— What you should do —
Among the records below, find the lines that contain "mouth" and copy each of them.

START The records

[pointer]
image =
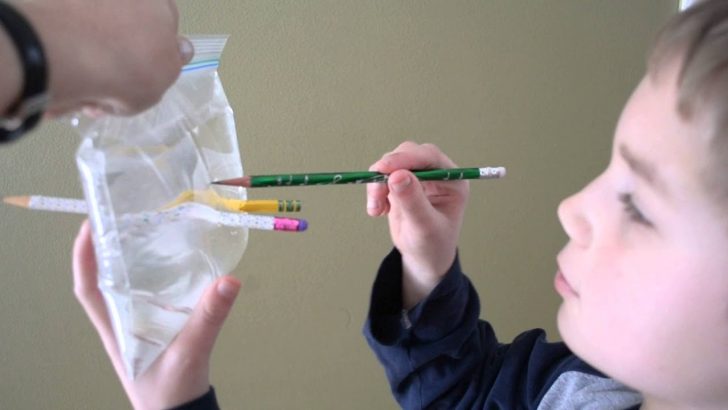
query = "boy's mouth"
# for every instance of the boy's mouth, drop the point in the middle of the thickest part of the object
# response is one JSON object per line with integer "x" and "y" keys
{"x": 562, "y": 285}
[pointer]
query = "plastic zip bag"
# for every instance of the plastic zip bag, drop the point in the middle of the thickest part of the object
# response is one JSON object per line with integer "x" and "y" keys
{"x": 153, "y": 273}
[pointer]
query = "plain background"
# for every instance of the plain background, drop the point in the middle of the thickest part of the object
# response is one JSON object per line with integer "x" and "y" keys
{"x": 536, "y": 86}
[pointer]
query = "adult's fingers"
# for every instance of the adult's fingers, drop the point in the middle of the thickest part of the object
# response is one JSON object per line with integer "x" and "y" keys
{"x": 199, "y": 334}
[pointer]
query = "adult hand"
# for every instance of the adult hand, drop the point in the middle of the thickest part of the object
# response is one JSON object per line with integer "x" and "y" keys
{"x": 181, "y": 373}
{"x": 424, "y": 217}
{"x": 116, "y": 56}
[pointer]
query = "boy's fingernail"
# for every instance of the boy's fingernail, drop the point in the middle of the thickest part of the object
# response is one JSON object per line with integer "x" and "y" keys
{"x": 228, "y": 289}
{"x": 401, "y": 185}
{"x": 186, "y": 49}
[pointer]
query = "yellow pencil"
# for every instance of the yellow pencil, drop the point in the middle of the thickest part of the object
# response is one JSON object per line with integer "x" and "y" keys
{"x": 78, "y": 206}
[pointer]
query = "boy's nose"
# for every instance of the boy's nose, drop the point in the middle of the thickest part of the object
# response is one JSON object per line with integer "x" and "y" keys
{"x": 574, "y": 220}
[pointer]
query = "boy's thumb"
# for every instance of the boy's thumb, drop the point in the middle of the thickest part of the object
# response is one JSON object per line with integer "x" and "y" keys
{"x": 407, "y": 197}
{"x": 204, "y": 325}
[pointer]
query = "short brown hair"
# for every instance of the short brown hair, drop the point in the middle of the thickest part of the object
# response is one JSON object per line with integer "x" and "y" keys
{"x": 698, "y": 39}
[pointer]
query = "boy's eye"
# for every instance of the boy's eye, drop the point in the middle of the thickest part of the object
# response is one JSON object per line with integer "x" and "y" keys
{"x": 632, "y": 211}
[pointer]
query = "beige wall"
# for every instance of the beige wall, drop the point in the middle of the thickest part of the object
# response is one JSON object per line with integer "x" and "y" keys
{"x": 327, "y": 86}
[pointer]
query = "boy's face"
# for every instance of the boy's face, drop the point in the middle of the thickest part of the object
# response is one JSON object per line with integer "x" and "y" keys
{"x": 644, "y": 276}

END The records
START The records

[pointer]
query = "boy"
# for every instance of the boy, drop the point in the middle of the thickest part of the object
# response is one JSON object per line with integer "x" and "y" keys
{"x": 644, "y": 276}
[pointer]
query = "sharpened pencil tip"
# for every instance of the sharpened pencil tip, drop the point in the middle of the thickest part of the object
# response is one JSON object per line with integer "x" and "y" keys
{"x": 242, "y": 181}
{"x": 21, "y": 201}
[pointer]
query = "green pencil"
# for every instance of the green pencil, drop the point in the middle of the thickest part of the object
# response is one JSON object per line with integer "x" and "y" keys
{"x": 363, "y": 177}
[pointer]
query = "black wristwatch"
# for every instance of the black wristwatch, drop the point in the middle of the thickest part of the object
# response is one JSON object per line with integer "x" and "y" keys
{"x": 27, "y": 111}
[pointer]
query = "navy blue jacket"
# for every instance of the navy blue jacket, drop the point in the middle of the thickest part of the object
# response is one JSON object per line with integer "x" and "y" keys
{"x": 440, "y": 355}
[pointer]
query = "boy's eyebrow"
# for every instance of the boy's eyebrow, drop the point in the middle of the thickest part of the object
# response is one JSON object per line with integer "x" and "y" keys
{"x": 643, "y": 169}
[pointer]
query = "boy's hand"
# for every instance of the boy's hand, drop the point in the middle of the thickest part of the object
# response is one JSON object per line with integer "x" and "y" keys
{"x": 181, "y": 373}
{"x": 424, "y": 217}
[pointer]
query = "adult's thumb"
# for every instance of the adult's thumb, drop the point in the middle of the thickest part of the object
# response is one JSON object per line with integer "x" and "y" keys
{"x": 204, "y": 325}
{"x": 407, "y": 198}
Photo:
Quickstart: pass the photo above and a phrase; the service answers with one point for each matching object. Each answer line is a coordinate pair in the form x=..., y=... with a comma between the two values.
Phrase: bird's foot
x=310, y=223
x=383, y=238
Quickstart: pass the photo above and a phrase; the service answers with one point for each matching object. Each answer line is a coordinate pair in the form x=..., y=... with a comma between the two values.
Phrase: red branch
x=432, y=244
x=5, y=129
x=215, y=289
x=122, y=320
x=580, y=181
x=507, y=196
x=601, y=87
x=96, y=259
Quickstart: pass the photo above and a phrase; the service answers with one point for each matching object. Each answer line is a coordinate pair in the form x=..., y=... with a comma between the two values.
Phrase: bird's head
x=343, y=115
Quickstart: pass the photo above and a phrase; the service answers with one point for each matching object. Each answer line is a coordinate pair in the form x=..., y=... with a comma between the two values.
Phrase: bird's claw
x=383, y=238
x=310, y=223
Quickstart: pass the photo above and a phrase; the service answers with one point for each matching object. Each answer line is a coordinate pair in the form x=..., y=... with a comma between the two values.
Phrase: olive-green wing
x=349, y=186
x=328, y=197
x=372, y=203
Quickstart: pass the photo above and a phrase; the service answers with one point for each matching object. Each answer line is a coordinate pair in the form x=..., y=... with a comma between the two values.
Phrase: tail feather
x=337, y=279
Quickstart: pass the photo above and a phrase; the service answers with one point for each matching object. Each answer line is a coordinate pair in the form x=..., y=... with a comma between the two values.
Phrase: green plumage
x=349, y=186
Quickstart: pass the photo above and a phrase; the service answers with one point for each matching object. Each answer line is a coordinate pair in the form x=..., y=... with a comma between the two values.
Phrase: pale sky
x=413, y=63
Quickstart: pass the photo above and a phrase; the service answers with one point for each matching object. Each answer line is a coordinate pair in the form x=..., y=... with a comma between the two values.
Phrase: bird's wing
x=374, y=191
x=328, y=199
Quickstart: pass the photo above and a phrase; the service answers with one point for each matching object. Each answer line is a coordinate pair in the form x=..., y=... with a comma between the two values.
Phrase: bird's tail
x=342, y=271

END The records

— Answer section —
query = "boy's mouth"
# for every instance of the boy's mouth, drop the point in the middle of the thickest part of the object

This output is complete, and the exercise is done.